REQUIRED WORK:
1. In the news report on Princess Diana's death, write out the passage starting with "Her casket, shrouded" and going on through "her British residence.".
2. Answer these questions from the news report on Princess Diana's death:
(a) At which airstrip was the casket placed in a hearse?
(b) Where did admirers leave bouquets of flowers?
(c) In what month did she begin seeing Dodi Fayed?

SELECTED EXTRACT:
- - -
The body of Diana, Princess of Wales, returned home to Britain Sunday, accompanied by her former husband, Prince Charles, and her two older sisters.

Her casket, shrouded in a flag bearing the crest of Windsor, was borne by the royal guard--each wearing a black armband--and placed in a hearse at London's RAF Northold airstrip. A small motorcade took the remains to an undisclosed, private mortuary. No funeral plans have been announced yet.

Di's death in a car wreck in a Paris tunnel has shaken Britain and the rest of the world--drawing comparisons to the murder of John F. Kennedy and the untimely death of Princess Grace of Monaco. Admirers placed bouquets of flowers at the accident scene and in front of the gates of Kensington Palace, her British residence.

The body of her boyfriend, Harrods heir and part-time Hollywood player Dodi Fayed, returned on a separate plane to England for burial.

Ever since she began seeing Dodi in July, the media scrutiny of her life--already the most photographed existence in the world--intensified, ultimately with tragic results.
- - -
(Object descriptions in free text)
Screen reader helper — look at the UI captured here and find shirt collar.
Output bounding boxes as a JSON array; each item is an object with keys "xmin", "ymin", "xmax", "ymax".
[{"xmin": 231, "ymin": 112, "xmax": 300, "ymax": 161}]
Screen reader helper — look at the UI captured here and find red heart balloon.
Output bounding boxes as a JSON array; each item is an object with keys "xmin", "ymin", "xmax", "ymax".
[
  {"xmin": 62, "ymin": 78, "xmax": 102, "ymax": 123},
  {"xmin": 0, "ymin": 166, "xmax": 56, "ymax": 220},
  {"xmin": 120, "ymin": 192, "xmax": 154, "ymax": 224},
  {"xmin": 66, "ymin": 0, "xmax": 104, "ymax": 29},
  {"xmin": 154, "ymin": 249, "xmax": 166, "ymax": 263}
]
- - -
ANSWERS BY ITEM:
1.
Her casket, shrouded in a flag bearing the crest of Windsor, was borne by the royal guard--each wearing a black armband--and placed in a hearse at London's RAF Northold airstrip. A small motorcade took the remains to an undisclosed, private mortuary. No funeral plans have been announced yet.

Di's death in a car wreck in a Paris tunnel has shaken Britain and the rest of the world--drawing comparisons to the murder of John F. Kennedy and the untimely death of Princess Grace of Monaco. Admirers placed bouquets of flowers at the accident scene and in front of the gates of Kensington Palace, her British residence.

2.
(a) London's RAF Northold airstrip
(b) At the accident scene and in front of the gates of Kensington Palace
(c) July